Selected passage =
** Start **

In pure B₂O₃, boroxol rings are found to coexist with non-ring trigonal borate units in roughly a 1 : 1 ratio.^73,74 The B–O stretching of neutral trigonal borate units, (BØ₃)⁰, inside and outside of ring arrangements in vitreous B₂O₃ contribute very weakly to a high frequency Raman envelope from about 1200–1550 cm⁻¹.^25,42 The intensity of this high frequency envelope due to (BØ₃)⁰ is beyond an order of magnitude lower than the intensity of the boroxol ring's 803 cm⁻¹ band. Additionally, the intensity of B–O stretching of (BØ₃)⁰ units is substantially lower compared to that of trigonal borate units with non-bridging oxygen atoms.^6,75 For these reasons, in the glasses under investigation the content of neutral borate triangles in boroxol ring arrangements cannot be unambiguously evaluated. With addition of ZnO, the 803 cm⁻¹ feature continuously decays and ceases to be detectable beyond x = 0.65, where it is last seen as a weak shoulder.

** End **

Given records =

** Start **

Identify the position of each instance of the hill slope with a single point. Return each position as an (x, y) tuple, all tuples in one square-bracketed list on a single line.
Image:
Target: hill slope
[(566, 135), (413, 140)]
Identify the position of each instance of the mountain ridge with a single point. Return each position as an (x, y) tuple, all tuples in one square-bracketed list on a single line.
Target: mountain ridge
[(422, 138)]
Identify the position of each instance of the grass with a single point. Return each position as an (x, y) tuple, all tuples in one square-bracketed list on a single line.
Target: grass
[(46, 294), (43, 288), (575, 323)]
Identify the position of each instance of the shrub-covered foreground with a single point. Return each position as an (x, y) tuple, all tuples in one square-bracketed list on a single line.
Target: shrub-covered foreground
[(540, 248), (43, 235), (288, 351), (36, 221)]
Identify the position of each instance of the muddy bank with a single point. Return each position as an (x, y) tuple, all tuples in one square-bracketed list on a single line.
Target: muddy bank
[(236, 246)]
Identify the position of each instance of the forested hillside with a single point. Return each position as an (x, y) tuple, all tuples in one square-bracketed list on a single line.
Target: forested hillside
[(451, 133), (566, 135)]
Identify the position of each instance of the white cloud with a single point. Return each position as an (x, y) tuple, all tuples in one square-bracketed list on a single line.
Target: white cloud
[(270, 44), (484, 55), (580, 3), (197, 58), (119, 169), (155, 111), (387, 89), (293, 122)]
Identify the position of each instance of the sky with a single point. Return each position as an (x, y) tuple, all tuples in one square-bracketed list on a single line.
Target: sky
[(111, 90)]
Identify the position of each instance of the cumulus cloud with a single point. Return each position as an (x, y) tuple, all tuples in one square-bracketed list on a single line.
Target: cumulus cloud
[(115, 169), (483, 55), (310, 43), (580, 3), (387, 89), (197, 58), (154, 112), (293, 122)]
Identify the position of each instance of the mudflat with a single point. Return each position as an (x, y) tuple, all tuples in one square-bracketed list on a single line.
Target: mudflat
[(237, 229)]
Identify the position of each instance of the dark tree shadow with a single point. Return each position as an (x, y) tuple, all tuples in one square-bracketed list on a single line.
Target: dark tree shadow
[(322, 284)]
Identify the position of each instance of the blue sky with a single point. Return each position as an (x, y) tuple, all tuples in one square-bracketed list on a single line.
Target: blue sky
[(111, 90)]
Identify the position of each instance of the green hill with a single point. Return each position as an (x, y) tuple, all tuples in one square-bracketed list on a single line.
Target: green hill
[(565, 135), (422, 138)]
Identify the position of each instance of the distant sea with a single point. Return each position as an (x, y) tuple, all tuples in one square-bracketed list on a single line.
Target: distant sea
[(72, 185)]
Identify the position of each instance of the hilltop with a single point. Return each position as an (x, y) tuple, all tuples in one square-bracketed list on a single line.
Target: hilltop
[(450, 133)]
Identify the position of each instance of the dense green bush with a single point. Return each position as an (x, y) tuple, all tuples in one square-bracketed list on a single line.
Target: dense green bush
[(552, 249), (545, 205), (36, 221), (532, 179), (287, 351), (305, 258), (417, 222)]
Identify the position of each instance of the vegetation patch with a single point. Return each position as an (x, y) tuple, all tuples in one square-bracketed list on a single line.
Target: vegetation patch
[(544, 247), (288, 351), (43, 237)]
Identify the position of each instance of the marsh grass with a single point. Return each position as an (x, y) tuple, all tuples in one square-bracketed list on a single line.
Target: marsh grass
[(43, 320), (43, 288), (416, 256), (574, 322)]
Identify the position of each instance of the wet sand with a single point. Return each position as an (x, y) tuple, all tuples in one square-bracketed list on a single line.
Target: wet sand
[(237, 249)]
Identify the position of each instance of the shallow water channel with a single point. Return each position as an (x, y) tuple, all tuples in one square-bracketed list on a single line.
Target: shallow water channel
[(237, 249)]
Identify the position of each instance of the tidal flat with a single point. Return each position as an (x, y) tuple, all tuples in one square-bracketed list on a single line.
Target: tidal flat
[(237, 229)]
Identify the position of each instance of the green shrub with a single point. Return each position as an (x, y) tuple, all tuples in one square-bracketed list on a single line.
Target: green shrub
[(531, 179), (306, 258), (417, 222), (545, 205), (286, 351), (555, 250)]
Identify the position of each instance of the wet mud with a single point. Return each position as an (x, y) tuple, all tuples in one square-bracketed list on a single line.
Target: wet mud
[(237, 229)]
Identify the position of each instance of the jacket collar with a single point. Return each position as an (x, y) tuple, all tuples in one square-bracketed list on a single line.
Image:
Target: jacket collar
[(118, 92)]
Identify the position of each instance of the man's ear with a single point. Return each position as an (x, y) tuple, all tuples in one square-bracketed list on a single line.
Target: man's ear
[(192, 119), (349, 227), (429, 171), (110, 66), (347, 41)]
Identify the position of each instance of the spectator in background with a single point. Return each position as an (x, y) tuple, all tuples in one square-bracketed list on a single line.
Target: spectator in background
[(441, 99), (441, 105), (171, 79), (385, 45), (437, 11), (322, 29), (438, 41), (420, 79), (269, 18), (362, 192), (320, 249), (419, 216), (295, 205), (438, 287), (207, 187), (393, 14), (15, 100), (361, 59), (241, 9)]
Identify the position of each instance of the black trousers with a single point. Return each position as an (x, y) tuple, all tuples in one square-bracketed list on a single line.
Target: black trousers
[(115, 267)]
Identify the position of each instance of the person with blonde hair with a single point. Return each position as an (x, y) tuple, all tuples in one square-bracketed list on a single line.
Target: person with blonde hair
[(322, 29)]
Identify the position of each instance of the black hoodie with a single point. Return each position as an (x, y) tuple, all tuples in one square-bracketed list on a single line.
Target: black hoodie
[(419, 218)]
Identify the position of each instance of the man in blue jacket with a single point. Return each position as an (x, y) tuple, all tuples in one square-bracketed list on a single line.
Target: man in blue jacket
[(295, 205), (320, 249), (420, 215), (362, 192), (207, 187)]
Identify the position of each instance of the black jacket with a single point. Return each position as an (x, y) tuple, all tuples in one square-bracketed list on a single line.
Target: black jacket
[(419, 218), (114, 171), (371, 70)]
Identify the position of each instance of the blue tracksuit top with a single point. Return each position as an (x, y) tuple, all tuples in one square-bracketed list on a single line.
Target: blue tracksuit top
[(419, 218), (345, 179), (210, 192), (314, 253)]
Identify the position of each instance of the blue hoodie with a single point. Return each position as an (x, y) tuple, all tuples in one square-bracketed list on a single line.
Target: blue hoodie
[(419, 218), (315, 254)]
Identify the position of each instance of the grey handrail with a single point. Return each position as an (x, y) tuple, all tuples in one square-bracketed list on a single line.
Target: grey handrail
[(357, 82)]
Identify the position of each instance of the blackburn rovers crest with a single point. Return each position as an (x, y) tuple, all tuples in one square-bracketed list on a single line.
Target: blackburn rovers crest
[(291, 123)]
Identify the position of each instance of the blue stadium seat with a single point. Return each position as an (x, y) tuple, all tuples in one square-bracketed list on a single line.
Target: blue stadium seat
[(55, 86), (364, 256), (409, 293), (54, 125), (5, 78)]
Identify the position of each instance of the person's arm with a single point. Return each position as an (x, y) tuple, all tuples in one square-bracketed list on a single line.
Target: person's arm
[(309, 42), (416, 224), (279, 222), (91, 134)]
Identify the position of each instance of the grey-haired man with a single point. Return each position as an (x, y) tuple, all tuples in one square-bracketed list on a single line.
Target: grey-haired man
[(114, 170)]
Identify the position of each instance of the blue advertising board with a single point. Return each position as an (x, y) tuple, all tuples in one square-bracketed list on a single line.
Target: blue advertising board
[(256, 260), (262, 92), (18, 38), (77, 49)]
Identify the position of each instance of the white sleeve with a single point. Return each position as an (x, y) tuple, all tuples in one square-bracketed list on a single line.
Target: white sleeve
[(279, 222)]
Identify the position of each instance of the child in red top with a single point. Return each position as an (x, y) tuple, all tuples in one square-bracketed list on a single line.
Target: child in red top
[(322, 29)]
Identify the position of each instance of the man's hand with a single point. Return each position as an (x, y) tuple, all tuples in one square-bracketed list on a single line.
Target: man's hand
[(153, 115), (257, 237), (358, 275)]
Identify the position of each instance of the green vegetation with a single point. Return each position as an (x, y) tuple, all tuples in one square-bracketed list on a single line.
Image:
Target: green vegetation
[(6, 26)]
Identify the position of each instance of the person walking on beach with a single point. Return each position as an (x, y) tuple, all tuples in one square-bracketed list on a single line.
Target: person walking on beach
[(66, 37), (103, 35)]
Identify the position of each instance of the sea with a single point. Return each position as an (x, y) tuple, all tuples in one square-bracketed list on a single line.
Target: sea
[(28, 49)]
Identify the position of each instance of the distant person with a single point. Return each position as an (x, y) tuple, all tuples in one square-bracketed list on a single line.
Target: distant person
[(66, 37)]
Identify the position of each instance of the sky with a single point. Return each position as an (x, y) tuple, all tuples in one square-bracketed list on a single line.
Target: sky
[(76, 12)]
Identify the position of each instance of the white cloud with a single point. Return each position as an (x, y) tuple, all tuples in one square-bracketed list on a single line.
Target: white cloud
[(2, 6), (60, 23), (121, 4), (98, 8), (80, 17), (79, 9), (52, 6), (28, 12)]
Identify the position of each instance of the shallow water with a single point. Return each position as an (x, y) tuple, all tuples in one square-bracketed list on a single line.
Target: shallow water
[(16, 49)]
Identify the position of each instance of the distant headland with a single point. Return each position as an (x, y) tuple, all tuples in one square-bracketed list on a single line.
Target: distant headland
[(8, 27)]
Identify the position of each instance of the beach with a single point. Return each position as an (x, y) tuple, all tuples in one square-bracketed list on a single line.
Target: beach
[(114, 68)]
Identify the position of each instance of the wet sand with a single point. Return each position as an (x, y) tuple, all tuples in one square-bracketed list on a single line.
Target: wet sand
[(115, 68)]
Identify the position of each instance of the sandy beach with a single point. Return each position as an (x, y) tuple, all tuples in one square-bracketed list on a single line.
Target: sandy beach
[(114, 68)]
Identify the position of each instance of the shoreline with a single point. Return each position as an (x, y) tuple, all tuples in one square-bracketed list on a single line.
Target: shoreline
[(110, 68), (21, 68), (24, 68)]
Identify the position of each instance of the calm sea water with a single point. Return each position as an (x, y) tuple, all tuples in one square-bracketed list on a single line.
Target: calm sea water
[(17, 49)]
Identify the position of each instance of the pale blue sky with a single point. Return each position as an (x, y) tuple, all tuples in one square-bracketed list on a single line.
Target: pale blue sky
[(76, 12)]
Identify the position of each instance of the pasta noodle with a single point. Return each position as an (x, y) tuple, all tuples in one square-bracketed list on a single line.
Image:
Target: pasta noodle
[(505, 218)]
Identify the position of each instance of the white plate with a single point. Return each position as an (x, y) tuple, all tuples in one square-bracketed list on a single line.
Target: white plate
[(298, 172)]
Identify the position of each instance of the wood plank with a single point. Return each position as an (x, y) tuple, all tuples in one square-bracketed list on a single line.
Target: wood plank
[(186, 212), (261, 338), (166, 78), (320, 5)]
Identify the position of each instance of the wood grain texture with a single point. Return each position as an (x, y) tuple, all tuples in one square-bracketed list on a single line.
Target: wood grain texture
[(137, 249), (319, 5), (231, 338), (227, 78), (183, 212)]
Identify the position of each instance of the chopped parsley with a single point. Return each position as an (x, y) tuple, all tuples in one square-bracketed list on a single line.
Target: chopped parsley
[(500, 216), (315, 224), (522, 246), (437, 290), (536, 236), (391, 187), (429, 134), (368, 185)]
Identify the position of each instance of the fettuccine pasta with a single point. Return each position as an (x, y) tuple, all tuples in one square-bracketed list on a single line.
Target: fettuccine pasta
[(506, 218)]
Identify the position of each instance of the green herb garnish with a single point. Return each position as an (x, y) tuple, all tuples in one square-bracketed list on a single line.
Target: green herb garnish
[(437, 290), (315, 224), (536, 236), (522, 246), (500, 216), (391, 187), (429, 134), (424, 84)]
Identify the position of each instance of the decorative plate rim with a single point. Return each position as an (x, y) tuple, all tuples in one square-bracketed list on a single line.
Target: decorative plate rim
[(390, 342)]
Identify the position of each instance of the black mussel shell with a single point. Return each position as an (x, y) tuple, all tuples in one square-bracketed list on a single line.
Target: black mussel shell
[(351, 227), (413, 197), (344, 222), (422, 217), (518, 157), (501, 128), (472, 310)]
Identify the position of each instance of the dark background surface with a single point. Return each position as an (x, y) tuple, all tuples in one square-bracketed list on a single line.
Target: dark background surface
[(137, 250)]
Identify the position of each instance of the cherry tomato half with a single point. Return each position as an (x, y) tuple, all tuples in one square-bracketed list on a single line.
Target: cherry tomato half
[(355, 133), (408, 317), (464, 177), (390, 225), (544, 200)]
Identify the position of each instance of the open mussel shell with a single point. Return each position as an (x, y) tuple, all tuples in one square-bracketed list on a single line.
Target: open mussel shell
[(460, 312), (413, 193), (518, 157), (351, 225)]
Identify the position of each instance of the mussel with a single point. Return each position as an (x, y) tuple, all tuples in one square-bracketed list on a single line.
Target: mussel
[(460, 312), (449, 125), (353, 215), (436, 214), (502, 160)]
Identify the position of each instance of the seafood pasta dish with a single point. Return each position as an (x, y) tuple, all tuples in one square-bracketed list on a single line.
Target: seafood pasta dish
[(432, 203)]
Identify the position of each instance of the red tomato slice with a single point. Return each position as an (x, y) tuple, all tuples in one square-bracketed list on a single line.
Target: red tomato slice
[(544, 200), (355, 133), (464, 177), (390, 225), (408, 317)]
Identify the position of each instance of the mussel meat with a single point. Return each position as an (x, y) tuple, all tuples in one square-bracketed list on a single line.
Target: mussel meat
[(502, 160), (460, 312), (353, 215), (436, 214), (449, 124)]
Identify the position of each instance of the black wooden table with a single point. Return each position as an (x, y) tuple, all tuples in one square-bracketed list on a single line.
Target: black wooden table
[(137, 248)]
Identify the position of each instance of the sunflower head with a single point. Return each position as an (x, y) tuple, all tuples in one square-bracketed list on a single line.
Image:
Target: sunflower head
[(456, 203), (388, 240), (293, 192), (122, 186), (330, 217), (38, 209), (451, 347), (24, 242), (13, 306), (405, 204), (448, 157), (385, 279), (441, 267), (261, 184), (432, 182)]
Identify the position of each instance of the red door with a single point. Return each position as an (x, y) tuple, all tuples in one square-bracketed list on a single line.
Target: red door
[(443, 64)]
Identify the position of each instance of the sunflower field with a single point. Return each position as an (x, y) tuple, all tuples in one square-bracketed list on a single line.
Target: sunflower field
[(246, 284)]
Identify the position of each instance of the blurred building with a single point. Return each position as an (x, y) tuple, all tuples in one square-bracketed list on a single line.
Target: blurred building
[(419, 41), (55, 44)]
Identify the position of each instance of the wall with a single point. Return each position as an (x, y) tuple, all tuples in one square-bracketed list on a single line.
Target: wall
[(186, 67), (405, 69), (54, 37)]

** End **

To do =
In the passage on Raman bands of borate glasses, past what value of x does the 803 cm⁻¹ feature stop being detectable as ZnO is added?

Result for this task =
x = 0.65